[The tasks]
(A) List every distinct NumPy function that the NumPy notebook excerpt calls with the np. prefix.
(B) Rewrite the part of the NumPy notebook excerpt that opens with the words containing "print((a != 0))" and closes with "a = np.arange(10)", putting "Python iterables" in place of "Python sequences".
(C) Carry on the NumPy notebook excerpt on indexing and slicing from its last line.

[Article]
** BEGIN **
By default, all the above reductions operators apply to the array as though it were a list of numbers, regardless of its shape. However, by specifying the axis parameter you can apply an operation along the specified axis of an array

*  Logical reductions

In [None]:
print('a =\n', a)

print(np.all([True, True, False]))
print(np.any([True, True, False]))
print((a != 0))
print(np.any(a != 0))
print((a == 0))
print(np.all(a == 0))

***
## IV- Indexing, slicing and iterating <a id="IV"></a>

* Elements in 1d arrays can be accessed just like lists and other Python sequences

In [None]:
a = np.arange(10)
print(a)

In [None]:
# indexing
print(a[2])
print(a[-1])

In [None]:
# slicing
print(a[2:5])
** END **
[Material supplied]
** BEGIN **
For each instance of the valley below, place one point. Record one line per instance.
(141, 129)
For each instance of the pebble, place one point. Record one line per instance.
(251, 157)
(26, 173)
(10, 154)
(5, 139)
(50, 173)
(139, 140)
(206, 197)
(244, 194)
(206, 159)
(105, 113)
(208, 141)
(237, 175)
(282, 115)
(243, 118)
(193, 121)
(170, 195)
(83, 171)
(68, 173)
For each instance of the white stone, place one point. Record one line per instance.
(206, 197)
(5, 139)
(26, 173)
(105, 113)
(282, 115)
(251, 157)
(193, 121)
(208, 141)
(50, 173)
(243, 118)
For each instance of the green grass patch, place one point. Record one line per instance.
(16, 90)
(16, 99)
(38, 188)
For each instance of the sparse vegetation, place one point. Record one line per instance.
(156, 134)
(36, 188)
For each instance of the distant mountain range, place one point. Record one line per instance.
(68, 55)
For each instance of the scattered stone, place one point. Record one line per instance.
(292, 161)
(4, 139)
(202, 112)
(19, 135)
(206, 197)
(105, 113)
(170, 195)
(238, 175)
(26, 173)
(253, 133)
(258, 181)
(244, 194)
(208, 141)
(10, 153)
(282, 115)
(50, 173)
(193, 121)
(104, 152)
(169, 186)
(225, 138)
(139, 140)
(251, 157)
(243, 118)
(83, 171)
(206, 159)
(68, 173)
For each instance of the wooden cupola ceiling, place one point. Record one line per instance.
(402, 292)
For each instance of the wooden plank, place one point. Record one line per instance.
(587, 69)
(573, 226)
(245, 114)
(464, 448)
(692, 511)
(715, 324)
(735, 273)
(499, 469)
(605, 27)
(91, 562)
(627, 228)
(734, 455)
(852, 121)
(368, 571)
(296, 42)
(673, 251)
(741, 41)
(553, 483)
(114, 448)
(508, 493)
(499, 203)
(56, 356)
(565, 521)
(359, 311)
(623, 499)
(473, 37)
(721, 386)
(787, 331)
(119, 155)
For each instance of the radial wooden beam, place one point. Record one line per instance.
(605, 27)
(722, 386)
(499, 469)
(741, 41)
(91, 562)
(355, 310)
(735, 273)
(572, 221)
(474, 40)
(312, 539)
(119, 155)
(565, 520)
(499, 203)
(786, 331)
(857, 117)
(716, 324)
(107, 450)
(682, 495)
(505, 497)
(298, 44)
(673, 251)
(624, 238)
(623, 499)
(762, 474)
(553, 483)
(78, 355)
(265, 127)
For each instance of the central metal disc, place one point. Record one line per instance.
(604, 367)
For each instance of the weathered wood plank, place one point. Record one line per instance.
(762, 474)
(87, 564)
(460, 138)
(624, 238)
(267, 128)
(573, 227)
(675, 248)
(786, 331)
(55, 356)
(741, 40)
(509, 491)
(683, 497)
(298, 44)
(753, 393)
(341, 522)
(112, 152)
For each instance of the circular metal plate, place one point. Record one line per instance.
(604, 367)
** END **
[Responses per task]
(A) np.all, np.any, np.arange

(B)
print((a != 0))
print(np.any(a != 0))
print((a == 0))
print(np.all(a == 0))

***
## IV- Indexing, slicing and iterating <a id="IV"></a>

* Elements in 1d arrays can be accessed just like lists and other Python iterables

In [None]:
a = np.arange(10)

(C)
print(a[2:8:2])

In [None]:
# iterating
for i in a:
    print(i)

* Elements in N-dimensional arrays are accesses by using one index per axis, separated by commas

In [None]:
b = np.arange(12).reshape(3, 4)
print(b)

In [None]:
# indexing
print(b[1, 3])  # 2nd row, 4th col
print(b[2, :])  # 3rd row, all cols (b[2] for short)
print(b[:, -1])  # all rows, last col

In [None]:
# slicing
print(b[0:2, 1])
print(b[ : ,1])
print(b[1:3, : ])

Iterating is done row-wise

In [None]:
for row in b:
    print(row)

To access each element in the array, you can use nested loops, the first loops row-wise, and the second column-wise

In [None]:
for row in b:
    for col in row:
        print(col)

However, for that, the **flat** attribute can be used which is an iterator* over all the elements of the array

*An iterator is an object that returns the next value of a sequence every time it's called!

In [None]:
for element in b.flat:
    print(element)

***
## V- Shape Manipulation <a id="V"></a>

> ### [1- Changing array's shape](#V-1)
> ### [2- Stacking arrays](#V-2)
> ### [3- Splitting an array](#V-3)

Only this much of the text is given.